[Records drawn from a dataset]
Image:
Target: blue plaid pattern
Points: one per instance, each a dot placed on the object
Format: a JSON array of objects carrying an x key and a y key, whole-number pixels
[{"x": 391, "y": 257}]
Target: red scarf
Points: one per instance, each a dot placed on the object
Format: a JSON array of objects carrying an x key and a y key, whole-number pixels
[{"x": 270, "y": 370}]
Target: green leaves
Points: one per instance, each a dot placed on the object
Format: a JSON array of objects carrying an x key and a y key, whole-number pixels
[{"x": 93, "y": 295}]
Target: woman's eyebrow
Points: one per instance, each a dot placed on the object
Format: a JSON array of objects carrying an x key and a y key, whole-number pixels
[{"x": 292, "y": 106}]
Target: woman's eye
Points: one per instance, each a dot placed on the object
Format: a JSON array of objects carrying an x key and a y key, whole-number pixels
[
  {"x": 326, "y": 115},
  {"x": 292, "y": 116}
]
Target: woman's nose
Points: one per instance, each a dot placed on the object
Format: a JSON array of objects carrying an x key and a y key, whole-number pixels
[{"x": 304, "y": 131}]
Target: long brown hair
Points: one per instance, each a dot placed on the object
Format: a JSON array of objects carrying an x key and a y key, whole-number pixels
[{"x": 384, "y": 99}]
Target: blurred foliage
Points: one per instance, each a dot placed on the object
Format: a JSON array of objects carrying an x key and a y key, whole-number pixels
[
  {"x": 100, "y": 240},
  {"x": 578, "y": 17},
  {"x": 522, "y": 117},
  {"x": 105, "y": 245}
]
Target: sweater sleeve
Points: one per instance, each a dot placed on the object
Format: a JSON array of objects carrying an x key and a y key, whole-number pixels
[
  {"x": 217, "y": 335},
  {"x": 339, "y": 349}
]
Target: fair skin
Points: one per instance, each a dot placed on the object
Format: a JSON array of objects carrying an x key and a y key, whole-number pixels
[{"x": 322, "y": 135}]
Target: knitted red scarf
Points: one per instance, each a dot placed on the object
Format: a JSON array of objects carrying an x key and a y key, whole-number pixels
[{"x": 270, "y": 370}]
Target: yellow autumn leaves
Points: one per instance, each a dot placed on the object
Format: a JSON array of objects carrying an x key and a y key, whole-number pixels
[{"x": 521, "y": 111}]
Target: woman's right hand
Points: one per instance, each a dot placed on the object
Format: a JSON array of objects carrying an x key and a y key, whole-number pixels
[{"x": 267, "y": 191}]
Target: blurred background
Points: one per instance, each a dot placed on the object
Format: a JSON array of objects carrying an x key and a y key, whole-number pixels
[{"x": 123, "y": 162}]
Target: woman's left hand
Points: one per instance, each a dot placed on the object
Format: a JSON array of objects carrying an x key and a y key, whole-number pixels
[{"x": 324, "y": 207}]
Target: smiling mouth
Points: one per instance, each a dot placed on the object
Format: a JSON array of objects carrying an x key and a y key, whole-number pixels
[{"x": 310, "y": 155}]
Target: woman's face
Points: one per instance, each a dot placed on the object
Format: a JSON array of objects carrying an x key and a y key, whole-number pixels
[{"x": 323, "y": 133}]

* [Work request] Retype nothing except the lines from the line holding "Target: smiling mouth" through the last line of the entries, both included.

* [Your solution]
Target: smiling mouth
Points: one per instance, each a dot placed on the object
Format: a JSON array of objects carrying an x key and a y key, whole-number pixels
[{"x": 310, "y": 155}]
Target: woman's face
Points: one per instance, each a dot placed on the object
Format: a JSON array of objects carrying an x key and a y key, whole-number pixels
[{"x": 323, "y": 133}]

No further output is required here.